> **PASSAGE GIVEN**
□ □ □ □

What happend with HorizontalPodAutoscaler
After this I enabled the HPA and run the test again. This time only 4 requests failed and all other 496 tests were successful. The only bad thing were the count of requests that took more than 800ms.
The problem were that the period between the start of new pods were 3 minutes so in the time of the test only 2 new pods came up. The HPA therefore considers a parameter called horizontal-pod-autoscaler-upscale-delay
that defines how long to wait before scale up a new pod. To change this we need to reconfigure our kube-controller-manager.service. There I defined that the period between new pods should be 1 minute:
/usr/bin/kube-controller-manager \
--allocate-node-cidrs=false \
--cloud-provider= \
--cluster-cidr=10.200.0.0/16 \
--cluster-signing-cert-file=/etc/kube-controller-manager/ca.pem \
--cluster-signing-key-file=/etc/kube-controller-manager/ca-key.pem \
--leader-elect=true \
--master=http://localhost:8080 \
--root-ca-file=/etc/kube-apiserver/kube-ca.pem \
--service-account-private-key-file=/etc/kube-apiserver/kube-api-key.pem \
--service-cluster-ip-range=10.32.0.0/24 \
--horizontal-pod-autoscaler-upscale-delay=1m0s
You should also define a time that describes how long to wait before scale down a deployment if the average memory decreases.

□ □ □ □

> **LISTING**
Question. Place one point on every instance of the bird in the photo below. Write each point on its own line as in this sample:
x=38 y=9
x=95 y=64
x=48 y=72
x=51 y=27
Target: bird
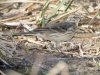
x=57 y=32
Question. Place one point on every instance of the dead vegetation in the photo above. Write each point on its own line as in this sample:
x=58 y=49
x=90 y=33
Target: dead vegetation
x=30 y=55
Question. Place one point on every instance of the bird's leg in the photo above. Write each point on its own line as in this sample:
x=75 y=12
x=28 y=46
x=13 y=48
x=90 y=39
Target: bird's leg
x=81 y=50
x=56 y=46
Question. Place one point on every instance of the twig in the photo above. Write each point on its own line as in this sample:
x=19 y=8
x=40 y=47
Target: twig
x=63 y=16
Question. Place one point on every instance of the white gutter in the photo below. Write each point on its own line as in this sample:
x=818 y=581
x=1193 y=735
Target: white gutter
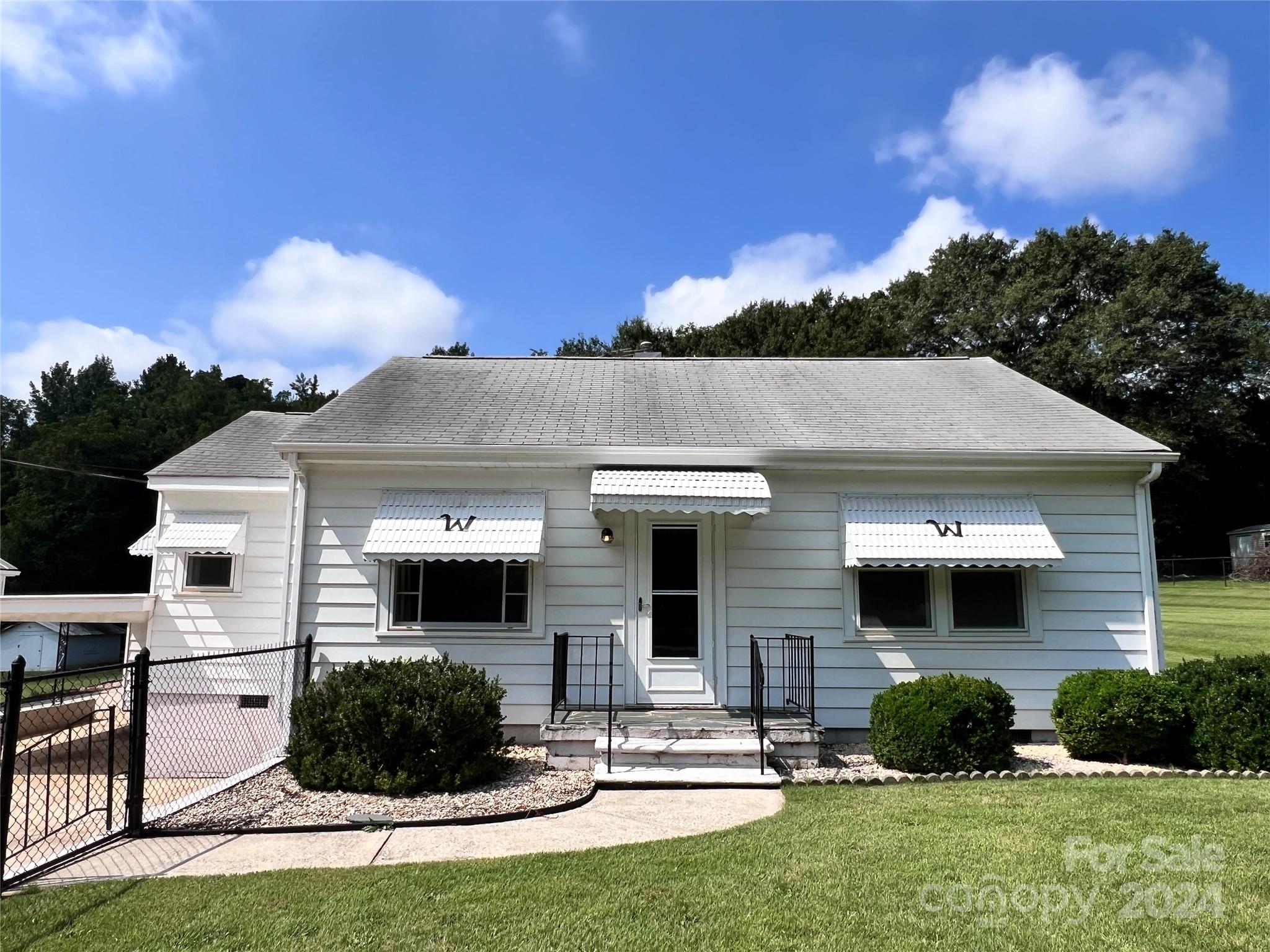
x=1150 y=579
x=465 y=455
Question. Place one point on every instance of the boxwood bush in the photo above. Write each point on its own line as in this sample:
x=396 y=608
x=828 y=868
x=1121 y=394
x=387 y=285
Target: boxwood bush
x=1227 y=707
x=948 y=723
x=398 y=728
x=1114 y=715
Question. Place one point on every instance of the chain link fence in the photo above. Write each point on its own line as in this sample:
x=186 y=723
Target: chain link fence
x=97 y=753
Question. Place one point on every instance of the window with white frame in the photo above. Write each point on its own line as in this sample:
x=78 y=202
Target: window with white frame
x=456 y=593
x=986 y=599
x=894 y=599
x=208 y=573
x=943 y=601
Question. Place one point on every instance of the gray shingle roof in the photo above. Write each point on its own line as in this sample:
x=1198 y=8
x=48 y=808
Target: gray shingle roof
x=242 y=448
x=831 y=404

□ □ □ □

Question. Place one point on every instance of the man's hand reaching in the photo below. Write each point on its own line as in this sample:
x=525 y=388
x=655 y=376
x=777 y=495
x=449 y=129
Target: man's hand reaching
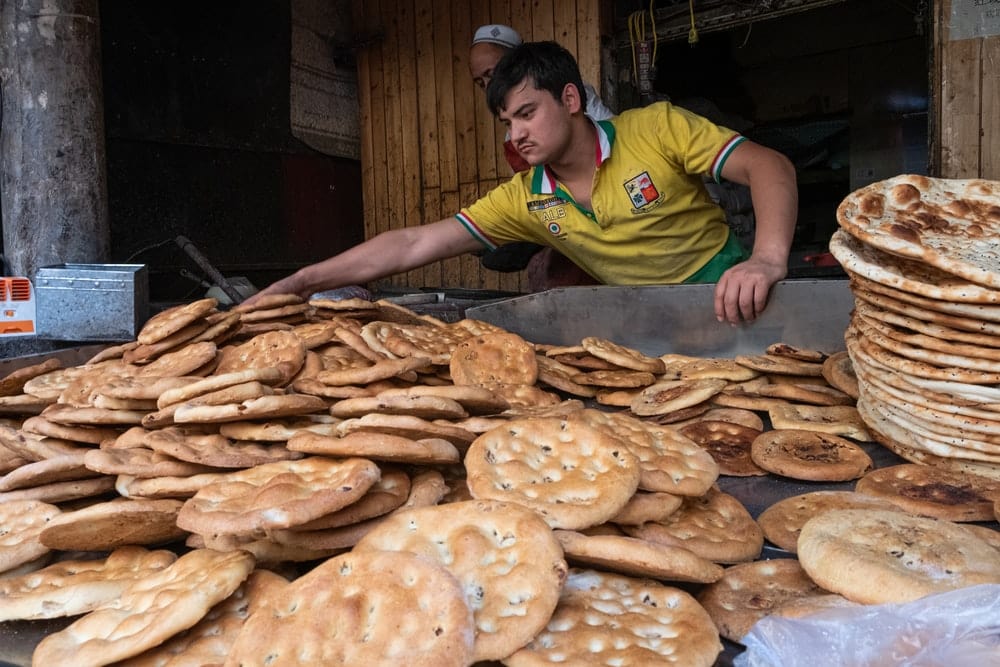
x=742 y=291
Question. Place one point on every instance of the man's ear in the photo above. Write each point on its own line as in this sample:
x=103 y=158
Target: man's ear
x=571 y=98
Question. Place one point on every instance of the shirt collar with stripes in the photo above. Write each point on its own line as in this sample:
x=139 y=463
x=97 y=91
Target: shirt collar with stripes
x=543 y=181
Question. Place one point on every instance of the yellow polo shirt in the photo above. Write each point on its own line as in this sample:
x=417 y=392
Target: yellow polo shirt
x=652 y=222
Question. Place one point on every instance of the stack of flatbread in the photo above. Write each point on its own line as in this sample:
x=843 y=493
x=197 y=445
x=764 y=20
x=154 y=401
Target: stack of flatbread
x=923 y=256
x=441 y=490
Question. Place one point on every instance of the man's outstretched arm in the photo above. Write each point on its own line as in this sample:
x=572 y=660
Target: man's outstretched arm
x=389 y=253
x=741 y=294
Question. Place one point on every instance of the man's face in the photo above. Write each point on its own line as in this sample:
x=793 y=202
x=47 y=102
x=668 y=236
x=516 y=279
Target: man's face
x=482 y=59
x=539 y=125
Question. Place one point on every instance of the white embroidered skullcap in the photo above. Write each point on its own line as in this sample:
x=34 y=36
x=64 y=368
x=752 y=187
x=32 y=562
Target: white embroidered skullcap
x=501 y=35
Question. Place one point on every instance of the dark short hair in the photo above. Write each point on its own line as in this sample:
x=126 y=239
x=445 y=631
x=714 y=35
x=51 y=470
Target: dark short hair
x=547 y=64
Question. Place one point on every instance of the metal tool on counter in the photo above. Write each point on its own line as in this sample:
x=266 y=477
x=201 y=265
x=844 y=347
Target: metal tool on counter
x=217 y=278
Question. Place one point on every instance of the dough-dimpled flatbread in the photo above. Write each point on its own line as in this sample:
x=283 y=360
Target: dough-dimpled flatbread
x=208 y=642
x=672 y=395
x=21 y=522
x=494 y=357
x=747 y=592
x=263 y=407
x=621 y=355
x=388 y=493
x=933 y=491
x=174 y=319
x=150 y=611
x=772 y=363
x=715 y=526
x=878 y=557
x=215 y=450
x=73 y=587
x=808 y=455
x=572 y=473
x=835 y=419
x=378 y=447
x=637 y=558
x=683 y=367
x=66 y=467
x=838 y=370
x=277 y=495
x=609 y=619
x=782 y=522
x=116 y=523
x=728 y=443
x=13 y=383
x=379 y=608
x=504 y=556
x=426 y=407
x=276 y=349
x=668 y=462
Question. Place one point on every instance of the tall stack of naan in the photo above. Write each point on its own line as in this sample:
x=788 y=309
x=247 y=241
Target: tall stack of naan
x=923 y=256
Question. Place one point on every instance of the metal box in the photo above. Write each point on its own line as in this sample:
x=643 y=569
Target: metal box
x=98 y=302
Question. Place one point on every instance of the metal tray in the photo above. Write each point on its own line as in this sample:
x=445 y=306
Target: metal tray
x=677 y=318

□ □ □ □

> **REQUIRED TASK A**
Answer these questions using the passage on the HorizontalPodAutoscaler above, one answer per line, marked the same way.
(i) How many requests failed in the test run with the HPA enabled?
(ii) How long was the period between the start of new pods before the change?
(iii) What value is set for --horizontal-pod-autoscaler-upscale-delay in the configuration?
> **REQUIRED TASK B**
Continue the passage on the HorizontalPodAutoscaler above, starting right after its final sentence.

> **TASK OUTPUT A**
(i) 4
(ii) 3 minutes
(iii) 1m0s

> **TASK OUTPUT B**
With this new parameter I run again the test. The results are very good only 2 requests failed and only 24 requests took longer then 800 ms:
Here you can see on the left side the response time before I changed the upscale delay from 3 minutes to 1 minute and on the right side the response time after I changed the upscale delay to 1 minute:
What happened in Kubernetes
I watched the HorizontalPodAutoscaler to see what happens inside of the cluster when the Load Test runs. Here are the outputs generated:
$ kubectl describe hpa -n resize resize-hpa
Name: resize-hpa
Namespace: resize
Labels: <none>
Annotations: kubectl.kubernetes.io/last-applied-configuration={"apiVersion":"autoscaling/v2beta1","kind":"HorizontalPodAutoscaler
","metadata":{"annotations":{},"name":"resize-hpa","namespace":"resize"},"spec":{"ma...
CreationTimestamp: Wed, 01 Nov 2017 00:43:41 +0100
Reference: Deployment/image-resizer
Metrics: ( current / target )
resource memory on pods (as a percentage of request): 70% (399076010666m) / 60%
Min replicas: 2
Max replicas: 10
Conditions:
Type Status Reason Message
---- ------ ------ -------
AbleToScale False BackoffBoth the time since the previous scale is still within both the downscale and upscale forbidden windows
ScalingActive True ValidMetricFound the HPA was able to succesfully calculate a replica count from memory resource utilization (percentage of request)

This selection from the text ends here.